Source document:
┏━━

Tuesday, December 4, 2012

Mountain Madness, by Robert Birkby

Robert Birkby writes about the man behind the image in Mountain Madness: Scott Fischer, Mount Everest & A Life Lived on High. Birkby, both a friend and client of Scott Fischer, gives a balanced view, detailing his life and climbs, including his childhood, his family, his major climbs, and several commercial trips, including a few that included the author. He shows Fischer to be an exuberant, driven climber fostered in the NOLS program who had a special attraction to Mount Everest. Though ambitious, Fischer's love of climbing always outweighed his organizational and business sense, and he didn't have a lot of respect for authority, including his own. While Fischer could be a great cheerleader and figurehead, Birkby shows that he depended on others to do much of the grunt work in his business as a mountain guide service provider. Birkby pieces his life together with interviews with family, friends, and fellow climbers, with special attention given to Wes Krause, Wally Berg, and Ed Viesturs for some of his bigger climbs. In Fischer's Himalayan career, Birkby uses Rob Hall as a contrast, both in Hall's successes and operations.

┗━━

Instructions:
1. Using the Mountain Madness review, decide whether each statement agrees with it: (a) Birkby was both a friend and a client of Fischer; (b) Fischer's business sense outweighed his love of climbing; (c) Birkby uses Ed Viesturs as a contrast in Fischer's Himalayan career. Answer yes or no for each and quote the words that decide it.
2. Answer these from the Mountain Madness review:
(a) On what date was the review posted?
(b) Which program fostered Fischer as a climber?
(c) Which three people receive special attention for some of Fischer's bigger climbs?

Recorded data:
┏━━

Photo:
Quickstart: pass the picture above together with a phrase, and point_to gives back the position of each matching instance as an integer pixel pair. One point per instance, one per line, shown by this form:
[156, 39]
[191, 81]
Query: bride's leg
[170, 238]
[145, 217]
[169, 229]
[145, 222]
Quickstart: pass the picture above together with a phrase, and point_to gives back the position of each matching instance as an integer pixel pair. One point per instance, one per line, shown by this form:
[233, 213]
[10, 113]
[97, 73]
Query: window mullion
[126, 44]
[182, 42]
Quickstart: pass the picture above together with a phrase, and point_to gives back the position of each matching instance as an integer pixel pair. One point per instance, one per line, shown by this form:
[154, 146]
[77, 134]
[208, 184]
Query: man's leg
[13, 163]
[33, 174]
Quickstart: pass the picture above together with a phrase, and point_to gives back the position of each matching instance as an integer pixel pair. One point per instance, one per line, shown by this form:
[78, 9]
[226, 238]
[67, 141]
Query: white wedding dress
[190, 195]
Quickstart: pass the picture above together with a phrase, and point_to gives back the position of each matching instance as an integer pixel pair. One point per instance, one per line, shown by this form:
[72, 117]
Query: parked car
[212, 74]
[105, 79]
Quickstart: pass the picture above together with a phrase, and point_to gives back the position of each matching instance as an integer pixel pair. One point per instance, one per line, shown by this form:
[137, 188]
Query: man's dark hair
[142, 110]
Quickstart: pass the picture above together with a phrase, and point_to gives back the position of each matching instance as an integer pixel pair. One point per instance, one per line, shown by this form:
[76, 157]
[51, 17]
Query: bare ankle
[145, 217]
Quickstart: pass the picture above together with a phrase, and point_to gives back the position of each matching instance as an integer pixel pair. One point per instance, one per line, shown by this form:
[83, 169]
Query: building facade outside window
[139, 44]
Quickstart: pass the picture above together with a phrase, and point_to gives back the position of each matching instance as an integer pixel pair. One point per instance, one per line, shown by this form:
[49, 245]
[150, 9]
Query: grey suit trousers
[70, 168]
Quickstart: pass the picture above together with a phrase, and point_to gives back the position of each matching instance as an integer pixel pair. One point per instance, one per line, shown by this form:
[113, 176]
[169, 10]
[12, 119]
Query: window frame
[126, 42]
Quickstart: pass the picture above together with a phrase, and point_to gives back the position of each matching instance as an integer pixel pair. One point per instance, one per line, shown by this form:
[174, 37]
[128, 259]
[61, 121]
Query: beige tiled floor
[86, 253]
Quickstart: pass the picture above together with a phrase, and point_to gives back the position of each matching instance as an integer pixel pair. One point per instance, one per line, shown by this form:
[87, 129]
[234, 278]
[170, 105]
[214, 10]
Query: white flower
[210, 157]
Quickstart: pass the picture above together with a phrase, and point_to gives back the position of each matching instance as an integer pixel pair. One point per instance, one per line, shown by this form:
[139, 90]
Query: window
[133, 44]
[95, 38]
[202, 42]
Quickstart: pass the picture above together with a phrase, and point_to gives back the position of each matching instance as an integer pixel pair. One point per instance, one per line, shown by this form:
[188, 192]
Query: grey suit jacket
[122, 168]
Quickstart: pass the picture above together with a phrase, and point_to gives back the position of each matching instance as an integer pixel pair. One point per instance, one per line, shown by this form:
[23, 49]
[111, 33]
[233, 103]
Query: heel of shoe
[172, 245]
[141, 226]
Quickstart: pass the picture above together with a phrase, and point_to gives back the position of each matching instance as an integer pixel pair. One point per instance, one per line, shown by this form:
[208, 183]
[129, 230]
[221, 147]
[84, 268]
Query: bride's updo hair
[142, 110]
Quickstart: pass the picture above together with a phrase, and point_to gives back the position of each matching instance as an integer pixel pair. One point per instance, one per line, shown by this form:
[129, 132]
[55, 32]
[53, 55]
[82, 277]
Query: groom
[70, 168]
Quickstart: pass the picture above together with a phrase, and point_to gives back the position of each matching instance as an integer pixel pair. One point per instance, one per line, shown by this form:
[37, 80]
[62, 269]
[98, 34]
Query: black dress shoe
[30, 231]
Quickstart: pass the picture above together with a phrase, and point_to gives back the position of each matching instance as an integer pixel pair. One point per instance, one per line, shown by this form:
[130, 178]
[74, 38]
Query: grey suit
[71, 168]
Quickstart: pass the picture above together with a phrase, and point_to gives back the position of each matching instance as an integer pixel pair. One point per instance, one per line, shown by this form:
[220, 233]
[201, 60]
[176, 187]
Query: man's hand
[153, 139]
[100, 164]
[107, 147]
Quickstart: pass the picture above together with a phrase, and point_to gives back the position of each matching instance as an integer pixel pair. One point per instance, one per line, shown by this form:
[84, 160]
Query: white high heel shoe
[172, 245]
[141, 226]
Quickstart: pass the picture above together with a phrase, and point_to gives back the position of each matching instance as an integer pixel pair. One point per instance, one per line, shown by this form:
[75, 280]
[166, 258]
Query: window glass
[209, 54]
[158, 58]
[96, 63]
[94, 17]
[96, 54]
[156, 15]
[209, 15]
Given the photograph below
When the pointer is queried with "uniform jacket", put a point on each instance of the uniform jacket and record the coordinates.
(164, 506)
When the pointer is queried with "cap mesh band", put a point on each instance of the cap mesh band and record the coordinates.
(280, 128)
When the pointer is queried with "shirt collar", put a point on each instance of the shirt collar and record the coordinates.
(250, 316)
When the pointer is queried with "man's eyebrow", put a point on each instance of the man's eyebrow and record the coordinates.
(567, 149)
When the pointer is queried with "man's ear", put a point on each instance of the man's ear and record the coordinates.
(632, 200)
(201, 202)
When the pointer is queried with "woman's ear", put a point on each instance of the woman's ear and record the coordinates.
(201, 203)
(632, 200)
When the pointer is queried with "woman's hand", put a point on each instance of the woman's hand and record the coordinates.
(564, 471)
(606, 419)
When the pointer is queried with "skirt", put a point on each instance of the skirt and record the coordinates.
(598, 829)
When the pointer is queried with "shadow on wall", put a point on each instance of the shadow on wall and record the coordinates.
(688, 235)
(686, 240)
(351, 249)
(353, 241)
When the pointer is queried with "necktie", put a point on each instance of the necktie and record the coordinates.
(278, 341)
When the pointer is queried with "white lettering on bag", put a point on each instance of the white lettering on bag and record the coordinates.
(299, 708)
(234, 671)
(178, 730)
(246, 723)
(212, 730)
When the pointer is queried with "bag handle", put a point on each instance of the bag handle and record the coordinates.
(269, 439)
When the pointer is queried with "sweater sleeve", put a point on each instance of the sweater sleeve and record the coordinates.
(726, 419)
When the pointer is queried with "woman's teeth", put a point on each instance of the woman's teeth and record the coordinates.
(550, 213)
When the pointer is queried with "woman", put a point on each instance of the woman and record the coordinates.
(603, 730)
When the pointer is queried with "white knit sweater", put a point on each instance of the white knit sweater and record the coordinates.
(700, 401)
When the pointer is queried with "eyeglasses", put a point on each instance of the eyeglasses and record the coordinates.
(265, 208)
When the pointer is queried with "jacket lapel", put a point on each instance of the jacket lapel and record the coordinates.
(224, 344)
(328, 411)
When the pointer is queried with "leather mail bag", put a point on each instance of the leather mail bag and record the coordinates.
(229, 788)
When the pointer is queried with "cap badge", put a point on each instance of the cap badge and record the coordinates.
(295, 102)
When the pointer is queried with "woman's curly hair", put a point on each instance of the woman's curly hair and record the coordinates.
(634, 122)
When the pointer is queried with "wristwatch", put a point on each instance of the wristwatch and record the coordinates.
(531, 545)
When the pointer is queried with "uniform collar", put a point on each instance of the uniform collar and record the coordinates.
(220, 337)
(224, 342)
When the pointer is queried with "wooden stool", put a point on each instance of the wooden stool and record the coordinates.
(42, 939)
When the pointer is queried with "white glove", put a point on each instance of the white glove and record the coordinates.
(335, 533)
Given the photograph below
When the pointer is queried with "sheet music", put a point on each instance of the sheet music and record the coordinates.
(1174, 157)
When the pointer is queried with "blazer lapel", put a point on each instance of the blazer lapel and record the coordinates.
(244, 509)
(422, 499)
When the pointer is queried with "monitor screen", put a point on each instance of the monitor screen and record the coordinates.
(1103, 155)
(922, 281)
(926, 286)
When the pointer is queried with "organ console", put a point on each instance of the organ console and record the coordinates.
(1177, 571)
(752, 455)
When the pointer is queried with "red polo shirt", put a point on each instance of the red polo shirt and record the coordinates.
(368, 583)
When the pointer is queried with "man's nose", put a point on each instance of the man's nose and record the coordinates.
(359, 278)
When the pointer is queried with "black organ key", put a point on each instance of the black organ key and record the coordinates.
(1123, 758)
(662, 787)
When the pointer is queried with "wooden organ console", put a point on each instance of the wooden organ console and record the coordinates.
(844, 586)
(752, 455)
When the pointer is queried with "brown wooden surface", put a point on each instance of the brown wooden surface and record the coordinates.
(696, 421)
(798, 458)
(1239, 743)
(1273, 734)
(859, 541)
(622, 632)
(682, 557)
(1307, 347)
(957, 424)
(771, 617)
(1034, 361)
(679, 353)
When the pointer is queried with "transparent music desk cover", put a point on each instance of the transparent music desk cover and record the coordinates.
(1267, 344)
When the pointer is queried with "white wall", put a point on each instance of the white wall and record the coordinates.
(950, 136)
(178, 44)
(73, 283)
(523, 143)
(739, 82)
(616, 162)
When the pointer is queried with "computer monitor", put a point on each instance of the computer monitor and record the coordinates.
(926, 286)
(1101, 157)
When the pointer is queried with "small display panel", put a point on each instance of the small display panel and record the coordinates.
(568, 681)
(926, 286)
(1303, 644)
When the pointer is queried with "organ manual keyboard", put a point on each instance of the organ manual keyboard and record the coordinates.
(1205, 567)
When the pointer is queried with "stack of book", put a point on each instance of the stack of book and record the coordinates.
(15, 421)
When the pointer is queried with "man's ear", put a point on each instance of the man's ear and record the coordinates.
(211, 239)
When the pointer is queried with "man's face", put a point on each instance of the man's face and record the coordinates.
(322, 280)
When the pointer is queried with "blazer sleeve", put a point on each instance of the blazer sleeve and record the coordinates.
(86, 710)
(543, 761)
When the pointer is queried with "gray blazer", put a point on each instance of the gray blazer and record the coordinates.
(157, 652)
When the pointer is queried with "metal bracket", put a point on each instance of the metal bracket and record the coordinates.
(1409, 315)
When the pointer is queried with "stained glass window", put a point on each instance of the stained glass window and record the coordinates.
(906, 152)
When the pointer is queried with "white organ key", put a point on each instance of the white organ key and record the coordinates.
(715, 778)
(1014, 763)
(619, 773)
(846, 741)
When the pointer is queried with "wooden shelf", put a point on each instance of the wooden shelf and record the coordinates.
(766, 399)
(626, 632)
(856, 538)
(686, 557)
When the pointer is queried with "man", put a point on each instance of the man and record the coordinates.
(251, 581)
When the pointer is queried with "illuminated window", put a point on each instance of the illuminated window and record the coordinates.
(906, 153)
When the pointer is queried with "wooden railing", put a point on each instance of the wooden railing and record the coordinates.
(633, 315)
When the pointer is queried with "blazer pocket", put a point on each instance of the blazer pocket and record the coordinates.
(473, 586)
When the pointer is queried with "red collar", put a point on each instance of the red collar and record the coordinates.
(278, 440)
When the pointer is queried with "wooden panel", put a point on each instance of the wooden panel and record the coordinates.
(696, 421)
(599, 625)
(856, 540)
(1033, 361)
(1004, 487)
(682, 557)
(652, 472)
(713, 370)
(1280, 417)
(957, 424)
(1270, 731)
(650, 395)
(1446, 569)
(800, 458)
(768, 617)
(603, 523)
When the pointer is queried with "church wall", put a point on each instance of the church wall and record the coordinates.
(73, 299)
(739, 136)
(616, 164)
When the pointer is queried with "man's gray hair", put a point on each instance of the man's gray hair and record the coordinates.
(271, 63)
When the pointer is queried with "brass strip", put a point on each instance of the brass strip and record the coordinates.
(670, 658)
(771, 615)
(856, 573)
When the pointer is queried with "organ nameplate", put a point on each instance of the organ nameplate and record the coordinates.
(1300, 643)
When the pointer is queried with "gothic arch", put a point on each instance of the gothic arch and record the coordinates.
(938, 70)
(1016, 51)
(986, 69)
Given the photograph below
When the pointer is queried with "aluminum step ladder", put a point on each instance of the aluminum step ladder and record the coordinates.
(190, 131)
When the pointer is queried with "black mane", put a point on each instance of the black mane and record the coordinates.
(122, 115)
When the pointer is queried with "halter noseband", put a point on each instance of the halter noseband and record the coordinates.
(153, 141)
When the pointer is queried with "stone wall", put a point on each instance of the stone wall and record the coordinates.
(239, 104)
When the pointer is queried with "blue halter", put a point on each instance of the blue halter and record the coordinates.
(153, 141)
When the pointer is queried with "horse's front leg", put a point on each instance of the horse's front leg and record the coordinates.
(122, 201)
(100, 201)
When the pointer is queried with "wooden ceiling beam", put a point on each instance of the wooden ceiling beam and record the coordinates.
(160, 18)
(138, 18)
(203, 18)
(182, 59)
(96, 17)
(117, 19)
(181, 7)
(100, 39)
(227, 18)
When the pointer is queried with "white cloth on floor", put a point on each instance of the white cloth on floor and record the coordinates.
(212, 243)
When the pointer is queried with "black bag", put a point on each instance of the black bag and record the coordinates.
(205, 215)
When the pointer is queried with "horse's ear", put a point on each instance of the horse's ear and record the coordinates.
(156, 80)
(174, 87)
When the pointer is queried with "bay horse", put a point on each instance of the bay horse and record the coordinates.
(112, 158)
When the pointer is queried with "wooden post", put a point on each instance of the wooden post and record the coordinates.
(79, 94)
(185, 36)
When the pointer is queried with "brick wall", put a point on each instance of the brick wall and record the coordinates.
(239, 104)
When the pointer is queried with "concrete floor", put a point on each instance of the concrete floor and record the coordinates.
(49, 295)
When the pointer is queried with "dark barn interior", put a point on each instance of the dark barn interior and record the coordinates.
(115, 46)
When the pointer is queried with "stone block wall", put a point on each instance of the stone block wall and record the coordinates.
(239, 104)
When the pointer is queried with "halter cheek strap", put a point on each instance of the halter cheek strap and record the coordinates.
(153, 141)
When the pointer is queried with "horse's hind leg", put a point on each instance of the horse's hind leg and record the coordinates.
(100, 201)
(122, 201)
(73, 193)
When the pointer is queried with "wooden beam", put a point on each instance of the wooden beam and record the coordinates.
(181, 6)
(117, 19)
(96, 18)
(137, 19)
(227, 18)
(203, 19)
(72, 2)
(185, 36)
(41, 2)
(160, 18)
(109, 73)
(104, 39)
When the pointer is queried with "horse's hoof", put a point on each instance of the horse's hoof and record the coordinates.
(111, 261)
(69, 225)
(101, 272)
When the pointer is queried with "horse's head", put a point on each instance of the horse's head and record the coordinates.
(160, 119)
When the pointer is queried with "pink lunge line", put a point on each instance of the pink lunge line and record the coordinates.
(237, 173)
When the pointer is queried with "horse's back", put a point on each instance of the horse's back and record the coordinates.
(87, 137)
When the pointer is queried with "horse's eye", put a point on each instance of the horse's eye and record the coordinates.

┗━━

Answers by task:
1.
(a) Yes: "Birkby, both a friend and client of Scott Fischer"
(b) No: "Fischer's love of climbing always outweighed his organizational and business sense"
(c) No: "Birkby uses Rob Hall as a contrast"

2.
(a) Tuesday, December 4, 2012
(b) The NOLS program
(c) Wes Krause, Wally Berg, and Ed Viesturs